Given task
Extract exactly and only the lines of the data below, starting at the line with "the fireplace in" and stopping after the final line.

Dataset entries:
[Start]

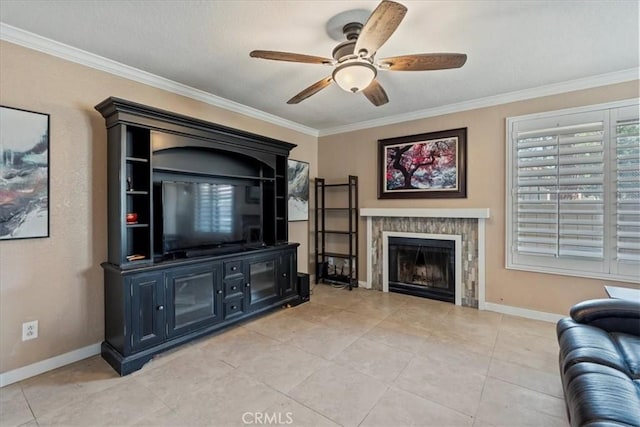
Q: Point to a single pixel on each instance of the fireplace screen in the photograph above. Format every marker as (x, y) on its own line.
(422, 267)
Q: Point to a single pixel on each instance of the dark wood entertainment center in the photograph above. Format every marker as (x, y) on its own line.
(157, 299)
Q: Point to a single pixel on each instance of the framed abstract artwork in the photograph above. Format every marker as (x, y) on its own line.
(24, 174)
(298, 190)
(428, 165)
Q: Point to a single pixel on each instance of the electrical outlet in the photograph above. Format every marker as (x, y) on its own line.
(29, 330)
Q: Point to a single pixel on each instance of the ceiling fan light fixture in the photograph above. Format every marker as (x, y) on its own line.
(354, 76)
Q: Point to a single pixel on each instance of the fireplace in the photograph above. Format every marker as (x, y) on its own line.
(422, 267)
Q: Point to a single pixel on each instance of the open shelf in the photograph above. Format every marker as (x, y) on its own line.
(325, 249)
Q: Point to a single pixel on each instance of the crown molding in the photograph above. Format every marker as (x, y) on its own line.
(491, 101)
(42, 44)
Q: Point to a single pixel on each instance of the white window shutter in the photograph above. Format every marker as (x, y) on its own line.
(626, 173)
(574, 192)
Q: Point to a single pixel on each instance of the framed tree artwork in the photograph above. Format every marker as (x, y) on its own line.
(24, 172)
(428, 165)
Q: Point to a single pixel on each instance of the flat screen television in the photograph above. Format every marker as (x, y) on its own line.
(209, 215)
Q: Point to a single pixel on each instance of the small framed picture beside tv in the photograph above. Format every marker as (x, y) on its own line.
(298, 190)
(24, 174)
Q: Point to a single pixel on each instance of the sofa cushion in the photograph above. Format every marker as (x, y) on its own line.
(629, 347)
(598, 394)
(584, 343)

[End]

Solution for this task
Q: Point to a single pixel on each instance of the fireplace in the photograph above. Format every marker as (x, y) on its own line.
(422, 267)
Q: Point to a single pixel on each instance of the open shelf in the photograph above. Format every marker as (x, y) on its own line.
(325, 249)
Q: Point to a single pixel on each instance of the crown molding in the photograph above. Format every marker as (x, y) on its own line.
(491, 101)
(42, 44)
Q: Point to a single pixel on each instance of the white window shutter in the photograph above. Format every marker as (x, y) on its own line.
(626, 173)
(574, 192)
Q: Point to a single pixel on each instance of the framed tree artwork in the photograph above. Format every marker as (x, y) on its own line.
(24, 172)
(428, 165)
Q: Point to a single pixel on each instance of the flat screen television in the photograph above. Format every marker as (x, y) on its own line.
(209, 215)
Q: Point to a single pixel on each instance of the small framed picture beside tv in the photograph above. Format every marker as (x, y) on its own line.
(298, 190)
(24, 174)
Q: Point to a single pixel on each instance of the sofa cushion in the photograph above. Format every marker as (x, y) on its own line.
(629, 347)
(598, 394)
(584, 343)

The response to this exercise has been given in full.